#### What you need to do:
Can you rewrite the part of the text below on cointegration tests with structural breaks, beginning at the words "The test proposed" and stopping after "trend*D2(-2), and I2.", with "exogenous" replaced by "external"?

#### Supplied text:
Structural breaks can sometimes be a huge hassle to deal with when you are trying to investigate the long run relationship between the variables by running standard cointegration tests such as Engle-Granger or the standard Johansen test.

Now, when the structural breaks are present, one solution is the residual-based cointegration test proposed by Gregory and Hansen (1996). The relevant R programs and example can be found on website of Bruce E. Hansen by clicking here. Note that p is number of variables and r is number of cointegrating rank being tested

The test proposed by Johansen et al. (2000) appears to be another solution. The relevant R program for computing the critical values can be found at Dave Giles’ website here. (In the program, remember to set the correct breakpoint proportion and the value of q!!)

To do the Johansen et al. (2000) test, it can be decomposed into the following steps:

Step1: Identify the structural breaks.

Step2: incorporate the date dummy (D2), trend*dummy interaction term(D2*@trend), as well as the shift indicator dummy(I2) as exogenous variables into the original VAR. In Dave Giles example, the variables he adds are D2(-2), I2(-1), trend*D2(-2), and I2.

step 3: construct the usual Johansen trace statistics

(How to calculate the trace statistics? See this paper here )

The asymptotic critical values depend on the proportion of the way through the sample that the break occurs (λ = 0.44 in our case); and on (*p* – *r*), where *p* is the number of variables under test *p* = 2, here), and *r* is the cointegrating rank being tested. So, for us,* r* = 0, 1. Unlike Gregory-Hansen (1996) test, the Johansen et al. (2000) test can be modified to allow for two structural breaks.

I downloaded the EViews workfile, which is available here

Now Time for some sleep before tomorrow’s work….Zzzzzzz

#### Information provided:
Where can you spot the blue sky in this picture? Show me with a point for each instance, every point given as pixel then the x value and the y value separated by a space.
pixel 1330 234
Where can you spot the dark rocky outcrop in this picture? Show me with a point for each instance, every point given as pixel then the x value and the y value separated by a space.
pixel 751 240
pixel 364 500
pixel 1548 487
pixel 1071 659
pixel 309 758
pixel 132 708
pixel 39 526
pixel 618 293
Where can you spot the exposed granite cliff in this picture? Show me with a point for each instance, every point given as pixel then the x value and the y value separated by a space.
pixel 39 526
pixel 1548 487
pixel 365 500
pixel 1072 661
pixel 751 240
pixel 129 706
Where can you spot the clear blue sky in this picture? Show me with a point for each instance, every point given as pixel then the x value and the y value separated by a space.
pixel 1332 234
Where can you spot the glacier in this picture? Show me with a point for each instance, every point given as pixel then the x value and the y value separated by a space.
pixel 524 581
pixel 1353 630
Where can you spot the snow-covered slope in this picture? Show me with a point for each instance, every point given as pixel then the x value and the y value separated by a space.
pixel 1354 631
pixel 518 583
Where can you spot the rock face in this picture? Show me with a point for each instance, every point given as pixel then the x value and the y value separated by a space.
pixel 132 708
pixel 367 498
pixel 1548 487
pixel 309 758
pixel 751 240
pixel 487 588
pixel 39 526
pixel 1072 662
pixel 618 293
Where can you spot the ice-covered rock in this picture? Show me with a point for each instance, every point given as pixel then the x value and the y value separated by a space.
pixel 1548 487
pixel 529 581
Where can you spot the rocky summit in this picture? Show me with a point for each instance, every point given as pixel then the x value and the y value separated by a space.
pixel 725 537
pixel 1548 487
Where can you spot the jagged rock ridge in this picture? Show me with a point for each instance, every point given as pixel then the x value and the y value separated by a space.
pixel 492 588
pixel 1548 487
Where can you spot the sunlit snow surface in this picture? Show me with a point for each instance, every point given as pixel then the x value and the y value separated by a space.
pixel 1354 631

#### Solution below:
The test proposed by Johansen et al. (2000) appears to be another solution. The relevant R program for computing the critical values can be found at Dave Giles’ website here. (In the program, remember to set the correct breakpoint proportion and the value of q!!)

To do the Johansen et al. (2000) test, it can be decomposed into the following steps:

Step1: Identify the structural breaks.

Step2: incorporate the date dummy (D2), trend*dummy interaction term(D2*@trend), as well as the shift indicator dummy(I2) as external variables into the original VAR. In Dave Giles example, the variables he adds are D2(-2), I2(-1), trend*D2(-2), and I2.